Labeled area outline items
## BEGIN

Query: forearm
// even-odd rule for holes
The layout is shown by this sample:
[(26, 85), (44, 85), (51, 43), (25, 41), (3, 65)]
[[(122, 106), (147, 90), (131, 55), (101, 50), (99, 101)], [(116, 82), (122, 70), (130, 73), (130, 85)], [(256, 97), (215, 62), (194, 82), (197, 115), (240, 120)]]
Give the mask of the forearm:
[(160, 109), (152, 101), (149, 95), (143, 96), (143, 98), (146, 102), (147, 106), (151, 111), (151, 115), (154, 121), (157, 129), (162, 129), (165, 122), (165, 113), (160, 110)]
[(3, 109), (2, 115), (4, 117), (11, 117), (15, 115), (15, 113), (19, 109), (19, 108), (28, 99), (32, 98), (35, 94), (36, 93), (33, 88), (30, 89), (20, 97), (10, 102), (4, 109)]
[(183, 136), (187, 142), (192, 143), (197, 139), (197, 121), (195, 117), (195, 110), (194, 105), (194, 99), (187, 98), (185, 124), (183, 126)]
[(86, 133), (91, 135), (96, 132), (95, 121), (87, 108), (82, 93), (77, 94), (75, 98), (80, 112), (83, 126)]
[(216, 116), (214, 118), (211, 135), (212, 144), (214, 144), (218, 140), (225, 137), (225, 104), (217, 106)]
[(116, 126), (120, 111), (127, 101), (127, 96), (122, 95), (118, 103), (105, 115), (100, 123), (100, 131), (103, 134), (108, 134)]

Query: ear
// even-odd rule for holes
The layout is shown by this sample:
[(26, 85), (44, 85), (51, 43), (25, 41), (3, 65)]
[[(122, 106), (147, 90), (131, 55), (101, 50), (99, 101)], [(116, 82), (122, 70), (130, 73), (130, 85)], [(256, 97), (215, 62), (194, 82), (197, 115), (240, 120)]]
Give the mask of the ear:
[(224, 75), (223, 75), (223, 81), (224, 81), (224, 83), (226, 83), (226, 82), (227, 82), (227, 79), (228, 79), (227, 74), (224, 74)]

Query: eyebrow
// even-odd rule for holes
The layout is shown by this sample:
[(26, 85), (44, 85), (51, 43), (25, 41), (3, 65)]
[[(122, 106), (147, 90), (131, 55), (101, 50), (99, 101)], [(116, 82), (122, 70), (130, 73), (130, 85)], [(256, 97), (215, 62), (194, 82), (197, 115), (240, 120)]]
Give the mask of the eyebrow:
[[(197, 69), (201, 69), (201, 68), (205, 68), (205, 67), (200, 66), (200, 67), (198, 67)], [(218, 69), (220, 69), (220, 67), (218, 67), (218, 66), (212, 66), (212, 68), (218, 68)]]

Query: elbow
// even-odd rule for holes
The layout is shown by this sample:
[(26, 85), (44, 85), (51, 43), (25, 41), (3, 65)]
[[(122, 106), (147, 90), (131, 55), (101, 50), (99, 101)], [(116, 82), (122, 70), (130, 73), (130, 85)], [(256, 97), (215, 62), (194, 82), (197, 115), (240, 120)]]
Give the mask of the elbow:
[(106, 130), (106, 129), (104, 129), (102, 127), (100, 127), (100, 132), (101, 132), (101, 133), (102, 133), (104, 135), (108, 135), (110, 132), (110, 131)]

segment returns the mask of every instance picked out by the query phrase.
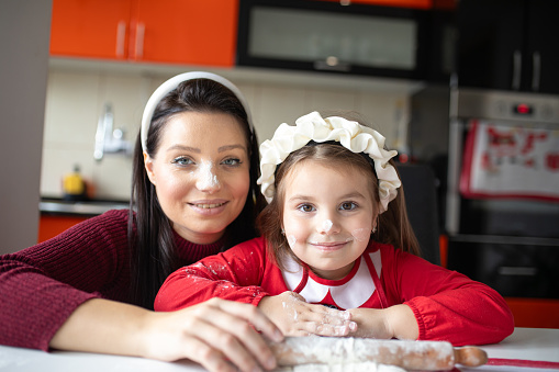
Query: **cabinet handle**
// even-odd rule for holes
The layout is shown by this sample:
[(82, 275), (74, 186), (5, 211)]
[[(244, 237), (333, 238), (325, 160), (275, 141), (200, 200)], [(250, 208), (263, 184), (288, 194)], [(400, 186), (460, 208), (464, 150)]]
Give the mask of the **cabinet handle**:
[(126, 22), (116, 25), (116, 57), (124, 57), (124, 40), (126, 38)]
[(351, 65), (340, 61), (337, 57), (331, 56), (325, 60), (315, 60), (314, 68), (317, 70), (348, 72), (351, 70)]
[(539, 52), (534, 52), (532, 55), (532, 60), (534, 64), (534, 69), (532, 70), (532, 90), (537, 92), (539, 91), (539, 80), (541, 74), (541, 57)]
[(502, 266), (499, 268), (497, 272), (500, 275), (535, 277), (538, 273), (538, 269), (532, 267)]
[(512, 89), (521, 89), (521, 74), (522, 74), (522, 53), (521, 50), (514, 50), (513, 54), (513, 82)]
[(146, 32), (146, 25), (139, 22), (136, 26), (136, 59), (144, 56), (144, 34)]

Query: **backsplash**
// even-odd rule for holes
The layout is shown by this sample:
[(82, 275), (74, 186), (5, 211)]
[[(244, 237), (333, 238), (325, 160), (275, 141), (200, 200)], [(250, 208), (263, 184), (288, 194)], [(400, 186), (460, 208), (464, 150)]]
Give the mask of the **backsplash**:
[[(114, 154), (105, 154), (100, 161), (93, 158), (99, 119), (104, 105), (110, 103), (114, 128), (122, 128), (125, 139), (134, 143), (145, 103), (172, 75), (52, 69), (43, 138), (42, 196), (60, 198), (62, 178), (78, 165), (83, 179), (93, 185), (96, 199), (128, 200), (132, 158)], [(245, 94), (260, 142), (270, 138), (279, 124), (292, 124), (311, 111), (351, 110), (362, 114), (387, 137), (391, 147), (395, 145), (399, 126), (409, 117), (405, 92), (280, 83), (223, 75)], [(400, 132), (400, 136), (405, 138), (405, 133)]]

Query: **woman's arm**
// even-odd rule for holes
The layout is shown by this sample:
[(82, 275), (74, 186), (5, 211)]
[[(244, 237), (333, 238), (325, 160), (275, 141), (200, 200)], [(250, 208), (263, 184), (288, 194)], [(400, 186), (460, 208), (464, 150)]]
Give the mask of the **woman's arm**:
[(155, 313), (93, 298), (80, 305), (58, 329), (55, 349), (135, 356), (174, 361), (183, 358), (210, 371), (273, 369), (276, 361), (262, 337), (281, 332), (256, 307), (219, 298), (182, 311)]
[(351, 331), (355, 324), (348, 313), (308, 304), (282, 281), (279, 269), (266, 259), (264, 240), (253, 239), (174, 272), (159, 290), (155, 309), (176, 311), (220, 297), (258, 306), (286, 336)]
[(48, 350), (83, 302), (125, 301), (127, 211), (110, 211), (53, 239), (0, 257), (0, 343)]

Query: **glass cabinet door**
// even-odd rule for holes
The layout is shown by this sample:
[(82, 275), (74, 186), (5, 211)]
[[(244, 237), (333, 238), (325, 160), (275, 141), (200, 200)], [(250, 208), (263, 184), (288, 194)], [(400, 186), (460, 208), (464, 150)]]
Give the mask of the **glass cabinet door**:
[(241, 8), (239, 65), (396, 77), (421, 69), (421, 11), (321, 1), (248, 0)]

## END

**Task directions**: Write out exactly the lines starting with the one that holds "Query: **backsplash**" and running through the last line above.

**Output of the task**:
Query: **backsplash**
// even-odd rule for holes
The layout is shown by this sample:
[(82, 275), (74, 186), (5, 211)]
[[(244, 237), (333, 238), (325, 160), (275, 141), (200, 200)], [(250, 208), (263, 184), (288, 194)], [(400, 186), (460, 208), (464, 150)]]
Give the mask of the **backsplash**:
[[(114, 154), (105, 154), (100, 161), (93, 158), (99, 119), (104, 105), (110, 103), (114, 128), (122, 128), (125, 139), (134, 143), (145, 103), (172, 75), (52, 69), (43, 138), (42, 196), (60, 198), (62, 178), (78, 165), (83, 179), (93, 185), (96, 199), (128, 200), (132, 158)], [(245, 94), (260, 142), (270, 138), (279, 124), (292, 124), (311, 111), (351, 110), (362, 114), (387, 137), (391, 147), (395, 145), (399, 126), (409, 117), (405, 92), (280, 83), (223, 75)], [(400, 132), (400, 136), (405, 138), (405, 133)]]

Query: **woman's arm**
// even-odd rule for holes
The layout is shown by this sample:
[(82, 275), (74, 186), (5, 211)]
[[(244, 237), (333, 238), (325, 160), (275, 141), (200, 200)], [(250, 208), (263, 184), (288, 194)], [(400, 186), (460, 208), (464, 150)]]
Give the mask of the **woman's arm**:
[(155, 313), (93, 298), (80, 305), (58, 329), (55, 349), (135, 356), (174, 361), (183, 358), (210, 371), (273, 369), (276, 361), (262, 337), (281, 332), (256, 307), (219, 298), (182, 311)]
[(351, 331), (355, 324), (348, 313), (308, 304), (282, 281), (279, 269), (266, 259), (264, 240), (253, 239), (174, 272), (159, 290), (155, 309), (176, 311), (220, 297), (258, 306), (286, 336)]
[(48, 350), (83, 302), (125, 301), (127, 211), (110, 211), (53, 239), (0, 257), (0, 343)]

Query: **glass cabinet door**
// even-odd rule for holes
The layout is shown by this sample:
[(82, 275), (74, 186), (5, 211)]
[[(244, 237), (333, 238), (325, 160), (275, 141), (200, 200)], [(250, 208), (263, 184), (288, 194)], [(400, 186), (460, 208), (464, 150)]]
Give the mask of the **glass cabinet door**:
[(241, 8), (239, 65), (396, 77), (421, 69), (421, 11), (321, 1), (248, 0)]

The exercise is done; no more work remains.